-- SUPPLIED PASSAGE --
━━━━

Egypt’s interior minister survives assassination attempt
The Egyptian interior minister, Mohamed Ibrahim, has avoided injuries in an assassination attempt as his motorcade was blown up by a remote-controlled bomb while driving through the infamous Nasr City district in the capital, Cairo.
22 people were wounded – two policemen and a child
seriously – are reported wounded in the attack, with
security forces also saying that the diver of the car, in which
the bomb was planted, has died.
The shocked, but unhurt minister appeared live on national
television just two hours after the assassination attempt, which
happened late on Thursday morning.
Ibrahim said his black SUV was directly hit by “a large-size
explosive device” and received serious damage along with four
other cars in the convoy.
“Many of my guards were injured,” he said, adding that one
police officer was in a critical condition and another policeman
and a small child had lost their legs in the explosion.
According to the minister, investigations showed the blast had
most likely been detonated by remote control.
It’s the first attack on a senior government official since the
army toppled the country's Islamist president, Mohamed Morsi, two
months ago.
“What happened today isn’t the end, but the beginning,” the
minister said when asked by the reporters if an attempt on his
life marked the start of “a new wave of terrorism” for
Egypt.
"Even if I am martyred, another interior minister will come
and continue the war on the evil terror until we secure the
country," he added.
Ibrahim was among the officials, who oversaw a violent crackdown
on protestors demanding Morsi’s reinstatement, which saw hundreds
of people killed.
The attempt on his life was carried out in Nasr City, known as a
stronghold of the Muslim Brotherhood, the Islamist group that
former president Morsi represented. The district in the east of
Cairo was the scene of Egypt's most famous assassination when
president, Anwar Sadat, was murdered by Islamists back in 1981.
In his interview last week, Ibrahim stressed that he was aware of
plans to assassinate him, in which “foreign elements” were
involved, and therefore he was supplied with an armored car,
identical to the one used by Egypt’s military leader, General
Abdel Fattah al-Sisi.
The Egyptian security forces said that the bomb was planted inside a parked car and detonated as Ibrahim's motorcade was passing by.
The driver of the vehicle used in the assassination attempt has
“met his end” in the explosion, head of Cairo security,
Osama al-Saghir, told Al-Ahram newspaper, adding that “the
investigators found the remains of a body that are being
examined.”

━━━━

Records taken from a dataset

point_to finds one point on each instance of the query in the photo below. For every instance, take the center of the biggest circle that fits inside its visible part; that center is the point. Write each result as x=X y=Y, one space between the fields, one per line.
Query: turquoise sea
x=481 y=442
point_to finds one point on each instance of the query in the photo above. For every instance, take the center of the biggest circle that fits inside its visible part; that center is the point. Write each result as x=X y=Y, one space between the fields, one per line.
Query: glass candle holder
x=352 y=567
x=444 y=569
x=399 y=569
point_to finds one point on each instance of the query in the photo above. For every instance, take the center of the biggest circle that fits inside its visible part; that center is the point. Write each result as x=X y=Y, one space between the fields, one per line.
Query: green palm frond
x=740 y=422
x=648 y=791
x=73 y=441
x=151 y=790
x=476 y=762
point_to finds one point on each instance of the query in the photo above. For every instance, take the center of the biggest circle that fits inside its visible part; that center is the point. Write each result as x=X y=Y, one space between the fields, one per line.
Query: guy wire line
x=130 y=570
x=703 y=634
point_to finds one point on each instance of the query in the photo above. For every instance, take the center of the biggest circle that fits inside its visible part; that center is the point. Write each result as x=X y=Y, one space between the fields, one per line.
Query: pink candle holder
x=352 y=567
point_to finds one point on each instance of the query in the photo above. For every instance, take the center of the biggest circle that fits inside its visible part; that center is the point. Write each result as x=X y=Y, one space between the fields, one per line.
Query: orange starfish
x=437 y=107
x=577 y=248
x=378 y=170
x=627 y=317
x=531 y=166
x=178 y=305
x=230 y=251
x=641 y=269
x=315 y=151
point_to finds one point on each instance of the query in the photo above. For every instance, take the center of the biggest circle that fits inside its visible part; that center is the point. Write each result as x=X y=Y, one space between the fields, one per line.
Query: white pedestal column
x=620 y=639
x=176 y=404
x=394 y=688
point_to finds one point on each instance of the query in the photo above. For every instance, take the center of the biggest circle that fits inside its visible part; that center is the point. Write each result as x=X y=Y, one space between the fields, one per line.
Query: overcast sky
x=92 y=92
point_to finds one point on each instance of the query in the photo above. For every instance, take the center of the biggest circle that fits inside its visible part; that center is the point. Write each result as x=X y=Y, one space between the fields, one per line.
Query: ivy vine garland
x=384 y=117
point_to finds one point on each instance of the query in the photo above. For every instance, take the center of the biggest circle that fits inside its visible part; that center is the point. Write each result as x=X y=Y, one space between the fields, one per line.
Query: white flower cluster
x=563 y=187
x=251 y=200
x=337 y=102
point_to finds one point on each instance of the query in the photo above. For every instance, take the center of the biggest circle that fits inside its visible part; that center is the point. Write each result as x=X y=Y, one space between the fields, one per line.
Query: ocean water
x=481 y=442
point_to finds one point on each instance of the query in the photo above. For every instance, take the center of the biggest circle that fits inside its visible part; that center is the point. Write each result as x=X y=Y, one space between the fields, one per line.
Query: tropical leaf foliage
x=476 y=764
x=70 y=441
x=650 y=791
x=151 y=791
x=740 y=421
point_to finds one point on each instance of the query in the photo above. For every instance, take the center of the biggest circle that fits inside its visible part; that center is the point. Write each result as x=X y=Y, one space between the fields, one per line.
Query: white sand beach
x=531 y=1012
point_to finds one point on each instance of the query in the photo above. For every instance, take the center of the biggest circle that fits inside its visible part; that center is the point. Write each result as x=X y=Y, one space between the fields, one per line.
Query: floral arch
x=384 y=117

━━━━

-- APPLY WHAT YOU READ --
1. Answer these from the article on the assassination attempt:
(a) At what time did the attempt take place?
(b) Who told Al-Ahram newspaper that the driver had "met his end"?
(c) In what year was Anwar Sadat murdered?
2. Please update the article on the assassination attempt. Write it out again, beginning at the words "Ibrahim was among" and stopping after "was passing by.", with "armored car" changed to "armored vehicle".
3. Go on with the article on the assassination attempt from the point where it stops.

-- ANSWERS PER TASK --
1.
(a) Late on Thursday morning.
(b) Osama al-Saghir, head of Cairo security.
(c) 1981.

2.
Ibrahim was among the officials, who oversaw a violent crackdown
on protestors demanding Morsi’s reinstatement, which saw hundreds
of people killed.
The attempt on his life was carried out in Nasr City, known as a
stronghold of the Muslim Brotherhood, the Islamist group that
former president Morsi represented. The district in the east of
Cairo was the scene of Egypt's most famous assassination when
president, Anwar Sadat, was murdered by Islamists back in 1981.
In his interview last week, Ibrahim stressed that he was aware of
plans to assassinate him, in which “foreign elements” were
involved, and therefore he was supplied with an armored vehicle,
identical to the one used by Egypt’s military leader, General
Abdel Fattah al-Sisi.
The Egyptian security forces said that the bomb was planted inside a parked car and detonated as Ibrahim's motorcade was passing by.

3.
“I was standing by a kiosk when police officers came and told
me to make way as the minister's convoy passed. I moved a few
inches, then I heard a huge explosion," local resident
Mohamed Raafat told Reuters. “I looked behind and I saw
remains of dead bodies and was told that a car that was parking
had exploded near the convoy.”
There were also reports on Egyptian State TV claiming that the
explosive device was thrown at the convoy from the roof of one of
the buildings.
Police were searching the area for suspects, but no arrests have
been made, security officials told AP on condition of anonymity.
There were no immediate claims of responsibility for the attack,
with senior Muslim Brotherhood leader, Amr Darrag, condemning the
assassination attempt on Ibrahim.
“The bombing allegedly targeting the minister of interior
today is regrettable and the alliance strongly condemns it,"
Darrag said in a statement on behalf of the Islamist Muslim
Brotherhood-led ‘Anti-Coup Alliance’.
Gamaa Islamiya, the radical Islamist group behind the 1980s and
1990s insurgency in Egypt, also said it had nothing to do with
the explosion, denouncing the move.
But, previously, some of Morsi's hard-line backers have publicly
threatened to wage a campaign of roadside bombings, suicide
bombings and assassinations against high-ranked officials of the
military-led government until Egypt’s first democratically
elected president is back in power.
Since Morsi’s ouster on July 3, the attacks on security forces
have stepped up in North Sinai where Islamist militants have
established themselves in the last couple of years.